■ Given records ■
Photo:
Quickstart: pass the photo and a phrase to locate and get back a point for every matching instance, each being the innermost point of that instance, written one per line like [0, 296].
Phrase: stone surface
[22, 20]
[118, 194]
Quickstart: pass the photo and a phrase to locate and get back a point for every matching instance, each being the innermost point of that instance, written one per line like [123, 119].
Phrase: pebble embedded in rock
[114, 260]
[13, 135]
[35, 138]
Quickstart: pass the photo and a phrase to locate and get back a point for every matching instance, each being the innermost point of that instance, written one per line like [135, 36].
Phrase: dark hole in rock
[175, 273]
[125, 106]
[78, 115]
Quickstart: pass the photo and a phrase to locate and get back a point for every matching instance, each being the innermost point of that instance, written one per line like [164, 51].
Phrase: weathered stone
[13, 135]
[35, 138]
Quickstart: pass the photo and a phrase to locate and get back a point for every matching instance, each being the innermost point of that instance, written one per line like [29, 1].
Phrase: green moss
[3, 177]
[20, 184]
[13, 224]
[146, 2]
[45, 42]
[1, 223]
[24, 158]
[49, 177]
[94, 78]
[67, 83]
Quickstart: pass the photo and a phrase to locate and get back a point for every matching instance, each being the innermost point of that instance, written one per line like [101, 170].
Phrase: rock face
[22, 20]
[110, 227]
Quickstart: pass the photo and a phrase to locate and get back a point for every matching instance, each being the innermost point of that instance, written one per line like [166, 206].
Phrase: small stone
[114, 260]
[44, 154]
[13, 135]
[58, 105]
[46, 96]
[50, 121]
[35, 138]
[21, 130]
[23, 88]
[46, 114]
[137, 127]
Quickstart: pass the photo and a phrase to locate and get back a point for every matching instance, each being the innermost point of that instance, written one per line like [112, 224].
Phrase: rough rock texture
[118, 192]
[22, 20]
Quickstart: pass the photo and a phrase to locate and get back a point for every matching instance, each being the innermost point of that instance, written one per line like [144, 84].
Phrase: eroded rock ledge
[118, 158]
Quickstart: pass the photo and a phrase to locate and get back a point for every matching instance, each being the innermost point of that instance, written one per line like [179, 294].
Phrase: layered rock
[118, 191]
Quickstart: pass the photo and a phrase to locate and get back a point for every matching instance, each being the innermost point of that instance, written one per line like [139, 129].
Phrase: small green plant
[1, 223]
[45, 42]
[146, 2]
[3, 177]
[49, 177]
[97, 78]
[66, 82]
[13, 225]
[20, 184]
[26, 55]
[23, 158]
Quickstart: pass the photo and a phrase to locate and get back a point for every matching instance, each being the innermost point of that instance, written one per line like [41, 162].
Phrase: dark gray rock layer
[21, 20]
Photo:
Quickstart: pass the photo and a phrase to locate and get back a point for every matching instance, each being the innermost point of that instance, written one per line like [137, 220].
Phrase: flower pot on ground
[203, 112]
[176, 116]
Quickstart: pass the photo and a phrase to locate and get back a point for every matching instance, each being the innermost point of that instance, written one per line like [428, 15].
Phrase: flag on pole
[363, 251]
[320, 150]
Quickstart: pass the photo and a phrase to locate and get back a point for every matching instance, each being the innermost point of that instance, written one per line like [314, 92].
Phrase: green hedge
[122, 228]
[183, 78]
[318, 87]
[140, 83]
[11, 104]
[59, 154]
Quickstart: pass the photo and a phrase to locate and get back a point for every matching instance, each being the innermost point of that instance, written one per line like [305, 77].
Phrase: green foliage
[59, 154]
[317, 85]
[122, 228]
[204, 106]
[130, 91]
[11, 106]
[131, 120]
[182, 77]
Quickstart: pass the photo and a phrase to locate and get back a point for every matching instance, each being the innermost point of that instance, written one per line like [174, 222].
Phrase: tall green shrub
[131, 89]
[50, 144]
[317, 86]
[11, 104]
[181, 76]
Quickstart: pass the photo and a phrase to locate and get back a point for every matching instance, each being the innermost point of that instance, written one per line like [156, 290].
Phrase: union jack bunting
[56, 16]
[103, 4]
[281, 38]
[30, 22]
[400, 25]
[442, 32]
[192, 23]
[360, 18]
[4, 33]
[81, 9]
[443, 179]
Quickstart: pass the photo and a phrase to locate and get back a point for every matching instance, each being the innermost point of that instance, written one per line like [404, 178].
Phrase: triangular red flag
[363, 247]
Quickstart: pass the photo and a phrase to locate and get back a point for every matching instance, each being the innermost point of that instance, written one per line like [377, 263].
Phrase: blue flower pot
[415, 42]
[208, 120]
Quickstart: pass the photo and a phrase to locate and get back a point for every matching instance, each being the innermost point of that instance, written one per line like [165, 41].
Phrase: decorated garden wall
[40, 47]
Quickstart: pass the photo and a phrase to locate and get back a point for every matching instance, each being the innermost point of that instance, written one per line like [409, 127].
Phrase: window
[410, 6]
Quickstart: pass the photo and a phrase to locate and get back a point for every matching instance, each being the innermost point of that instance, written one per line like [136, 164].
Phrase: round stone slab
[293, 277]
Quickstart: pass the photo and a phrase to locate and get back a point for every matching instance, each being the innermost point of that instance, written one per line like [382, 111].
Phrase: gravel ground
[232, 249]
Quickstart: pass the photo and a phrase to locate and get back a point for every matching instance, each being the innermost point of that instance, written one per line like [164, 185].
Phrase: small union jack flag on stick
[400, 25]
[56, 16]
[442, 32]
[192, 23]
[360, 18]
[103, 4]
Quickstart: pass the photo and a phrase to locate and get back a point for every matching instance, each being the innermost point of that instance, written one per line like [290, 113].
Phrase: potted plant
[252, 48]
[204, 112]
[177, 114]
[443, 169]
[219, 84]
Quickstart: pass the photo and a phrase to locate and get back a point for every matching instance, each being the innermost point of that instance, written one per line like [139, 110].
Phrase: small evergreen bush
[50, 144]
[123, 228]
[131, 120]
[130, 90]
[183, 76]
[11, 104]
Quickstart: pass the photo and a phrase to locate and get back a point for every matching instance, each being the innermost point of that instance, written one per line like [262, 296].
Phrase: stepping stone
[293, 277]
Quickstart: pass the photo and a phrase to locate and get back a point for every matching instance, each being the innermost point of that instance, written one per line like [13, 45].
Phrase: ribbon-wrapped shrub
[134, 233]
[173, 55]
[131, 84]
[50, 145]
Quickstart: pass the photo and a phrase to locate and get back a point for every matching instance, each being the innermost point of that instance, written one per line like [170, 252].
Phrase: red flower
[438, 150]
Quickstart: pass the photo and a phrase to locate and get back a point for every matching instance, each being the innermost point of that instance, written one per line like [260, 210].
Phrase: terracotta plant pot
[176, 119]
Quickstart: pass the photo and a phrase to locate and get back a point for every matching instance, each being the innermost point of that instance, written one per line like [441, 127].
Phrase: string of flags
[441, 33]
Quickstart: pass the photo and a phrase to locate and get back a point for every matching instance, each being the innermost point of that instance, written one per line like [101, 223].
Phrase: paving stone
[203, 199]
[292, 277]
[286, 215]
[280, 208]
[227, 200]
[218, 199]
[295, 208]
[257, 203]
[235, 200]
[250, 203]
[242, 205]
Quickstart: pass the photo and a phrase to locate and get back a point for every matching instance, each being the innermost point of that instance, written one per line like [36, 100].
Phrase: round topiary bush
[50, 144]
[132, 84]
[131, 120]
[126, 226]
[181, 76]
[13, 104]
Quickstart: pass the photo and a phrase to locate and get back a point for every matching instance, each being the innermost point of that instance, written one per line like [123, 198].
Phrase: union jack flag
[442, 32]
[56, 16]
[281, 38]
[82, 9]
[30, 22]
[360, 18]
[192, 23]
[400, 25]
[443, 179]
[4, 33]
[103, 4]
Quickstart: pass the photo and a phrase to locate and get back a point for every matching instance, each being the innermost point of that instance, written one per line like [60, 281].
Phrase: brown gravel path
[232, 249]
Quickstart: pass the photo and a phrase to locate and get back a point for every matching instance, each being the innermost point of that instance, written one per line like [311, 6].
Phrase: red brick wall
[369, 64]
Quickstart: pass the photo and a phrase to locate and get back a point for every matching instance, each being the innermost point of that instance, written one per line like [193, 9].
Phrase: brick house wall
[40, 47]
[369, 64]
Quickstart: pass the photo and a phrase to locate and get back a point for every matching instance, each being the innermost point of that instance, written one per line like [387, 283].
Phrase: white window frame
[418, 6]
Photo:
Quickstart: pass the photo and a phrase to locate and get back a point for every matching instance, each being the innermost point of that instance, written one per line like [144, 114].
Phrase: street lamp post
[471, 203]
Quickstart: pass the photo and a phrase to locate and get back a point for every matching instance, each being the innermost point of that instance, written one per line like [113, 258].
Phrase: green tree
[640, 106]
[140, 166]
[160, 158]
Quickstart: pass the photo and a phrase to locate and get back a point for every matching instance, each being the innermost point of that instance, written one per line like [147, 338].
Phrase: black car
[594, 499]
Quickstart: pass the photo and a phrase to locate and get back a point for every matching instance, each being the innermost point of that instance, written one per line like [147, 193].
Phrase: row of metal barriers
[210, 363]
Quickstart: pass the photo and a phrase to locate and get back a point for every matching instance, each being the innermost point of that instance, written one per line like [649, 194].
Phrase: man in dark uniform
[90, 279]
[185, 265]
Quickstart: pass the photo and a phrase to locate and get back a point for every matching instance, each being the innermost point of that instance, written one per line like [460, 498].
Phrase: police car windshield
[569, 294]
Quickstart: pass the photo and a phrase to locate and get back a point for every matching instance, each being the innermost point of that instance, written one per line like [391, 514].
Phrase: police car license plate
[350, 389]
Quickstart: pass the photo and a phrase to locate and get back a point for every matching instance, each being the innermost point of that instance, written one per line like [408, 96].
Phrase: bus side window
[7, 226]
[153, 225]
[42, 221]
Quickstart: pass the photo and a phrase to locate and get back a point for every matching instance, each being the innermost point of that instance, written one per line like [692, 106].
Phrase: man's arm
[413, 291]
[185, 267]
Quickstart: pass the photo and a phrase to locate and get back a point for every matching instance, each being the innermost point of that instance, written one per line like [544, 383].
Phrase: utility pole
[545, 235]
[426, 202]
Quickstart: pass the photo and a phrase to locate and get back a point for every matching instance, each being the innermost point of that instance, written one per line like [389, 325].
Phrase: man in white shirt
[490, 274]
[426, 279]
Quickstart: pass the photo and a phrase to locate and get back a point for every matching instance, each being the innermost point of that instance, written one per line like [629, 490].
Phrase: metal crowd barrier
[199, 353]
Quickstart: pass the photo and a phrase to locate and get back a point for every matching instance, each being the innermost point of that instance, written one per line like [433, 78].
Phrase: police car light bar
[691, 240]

---

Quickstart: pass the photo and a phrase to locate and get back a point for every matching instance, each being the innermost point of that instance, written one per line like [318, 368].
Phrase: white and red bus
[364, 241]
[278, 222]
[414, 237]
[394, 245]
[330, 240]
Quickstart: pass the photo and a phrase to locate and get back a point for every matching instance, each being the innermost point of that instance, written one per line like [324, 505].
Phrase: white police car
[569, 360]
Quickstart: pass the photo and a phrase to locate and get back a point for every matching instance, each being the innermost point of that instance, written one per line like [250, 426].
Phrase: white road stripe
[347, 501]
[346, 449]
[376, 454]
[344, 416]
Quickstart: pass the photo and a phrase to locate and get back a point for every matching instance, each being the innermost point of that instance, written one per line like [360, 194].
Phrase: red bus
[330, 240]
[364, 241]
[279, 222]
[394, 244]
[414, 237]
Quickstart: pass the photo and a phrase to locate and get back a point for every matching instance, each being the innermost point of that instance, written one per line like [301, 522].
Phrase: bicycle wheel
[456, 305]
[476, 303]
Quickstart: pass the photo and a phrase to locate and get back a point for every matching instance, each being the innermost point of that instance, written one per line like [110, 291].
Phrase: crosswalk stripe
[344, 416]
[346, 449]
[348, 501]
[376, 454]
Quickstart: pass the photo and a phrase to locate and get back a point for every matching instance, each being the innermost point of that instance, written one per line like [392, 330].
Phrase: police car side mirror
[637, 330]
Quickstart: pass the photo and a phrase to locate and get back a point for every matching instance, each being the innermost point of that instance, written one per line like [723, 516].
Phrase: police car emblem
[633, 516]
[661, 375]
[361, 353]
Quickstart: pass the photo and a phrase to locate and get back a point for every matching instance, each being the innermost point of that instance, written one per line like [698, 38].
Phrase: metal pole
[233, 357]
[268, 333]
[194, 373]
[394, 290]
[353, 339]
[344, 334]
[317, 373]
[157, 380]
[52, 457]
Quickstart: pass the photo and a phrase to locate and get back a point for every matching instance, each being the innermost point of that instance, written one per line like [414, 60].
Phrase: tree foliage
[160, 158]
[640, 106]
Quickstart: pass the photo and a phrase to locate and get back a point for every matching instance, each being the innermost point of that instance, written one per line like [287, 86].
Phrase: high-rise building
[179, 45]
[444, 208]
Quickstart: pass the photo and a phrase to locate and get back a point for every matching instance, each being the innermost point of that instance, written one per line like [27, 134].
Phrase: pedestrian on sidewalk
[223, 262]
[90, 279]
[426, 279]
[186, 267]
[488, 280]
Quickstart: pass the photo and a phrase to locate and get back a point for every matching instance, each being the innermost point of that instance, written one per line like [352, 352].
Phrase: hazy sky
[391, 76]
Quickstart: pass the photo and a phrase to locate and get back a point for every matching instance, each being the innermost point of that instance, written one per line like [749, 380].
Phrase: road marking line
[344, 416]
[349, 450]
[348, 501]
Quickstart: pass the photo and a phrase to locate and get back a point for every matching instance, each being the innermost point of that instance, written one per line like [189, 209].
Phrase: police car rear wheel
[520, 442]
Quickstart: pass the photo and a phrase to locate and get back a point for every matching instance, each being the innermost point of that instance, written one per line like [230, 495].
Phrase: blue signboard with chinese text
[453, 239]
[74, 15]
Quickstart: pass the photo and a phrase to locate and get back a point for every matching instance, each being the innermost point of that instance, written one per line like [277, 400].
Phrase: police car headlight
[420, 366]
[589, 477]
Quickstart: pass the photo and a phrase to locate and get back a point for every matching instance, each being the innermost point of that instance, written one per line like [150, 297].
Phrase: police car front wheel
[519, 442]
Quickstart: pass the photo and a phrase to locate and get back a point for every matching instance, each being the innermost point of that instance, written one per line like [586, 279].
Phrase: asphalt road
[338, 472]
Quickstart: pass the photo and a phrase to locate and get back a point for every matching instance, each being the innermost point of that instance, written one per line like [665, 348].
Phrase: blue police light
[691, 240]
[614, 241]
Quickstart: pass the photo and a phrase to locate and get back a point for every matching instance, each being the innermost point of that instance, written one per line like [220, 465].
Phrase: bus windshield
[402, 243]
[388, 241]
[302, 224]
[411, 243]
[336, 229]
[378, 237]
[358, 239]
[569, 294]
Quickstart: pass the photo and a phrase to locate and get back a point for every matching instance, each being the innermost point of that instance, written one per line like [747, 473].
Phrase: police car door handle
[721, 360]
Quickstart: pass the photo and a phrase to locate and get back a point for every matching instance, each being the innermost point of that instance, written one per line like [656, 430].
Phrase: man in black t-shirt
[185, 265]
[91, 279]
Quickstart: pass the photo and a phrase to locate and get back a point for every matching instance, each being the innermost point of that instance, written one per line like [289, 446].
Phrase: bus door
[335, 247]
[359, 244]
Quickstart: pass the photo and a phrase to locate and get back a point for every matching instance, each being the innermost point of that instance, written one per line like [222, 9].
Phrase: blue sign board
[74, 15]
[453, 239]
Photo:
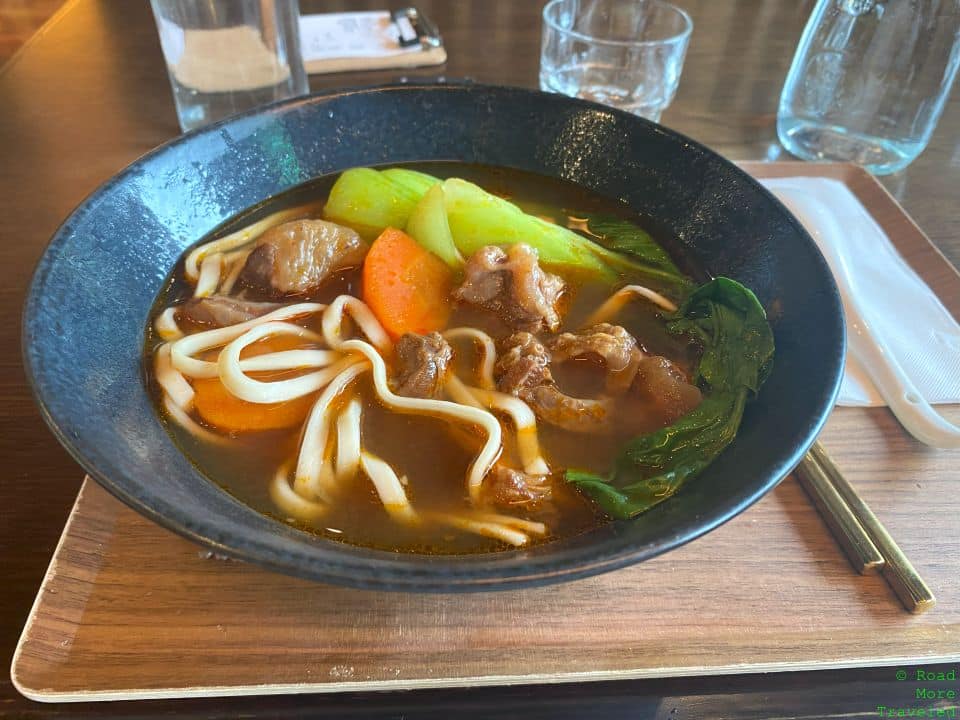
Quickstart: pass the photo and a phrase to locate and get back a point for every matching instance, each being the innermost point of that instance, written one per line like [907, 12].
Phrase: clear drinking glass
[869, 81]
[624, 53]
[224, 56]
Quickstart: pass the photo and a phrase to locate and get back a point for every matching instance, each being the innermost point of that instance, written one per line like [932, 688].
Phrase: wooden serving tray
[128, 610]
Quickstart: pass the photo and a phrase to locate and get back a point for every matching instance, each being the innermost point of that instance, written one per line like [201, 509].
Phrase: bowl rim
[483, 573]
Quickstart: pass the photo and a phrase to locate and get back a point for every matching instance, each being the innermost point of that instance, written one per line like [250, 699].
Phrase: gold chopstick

■ Exercise details ■
Find every line in the data above that contains the string "white", and copy each of those lines. Case counts.

■ Solution to this problem ■
Phrase: white window frame
Phrase: man in white shirt
Phrase: white and red bus
Phrase: white police car
Phrase: white road stripe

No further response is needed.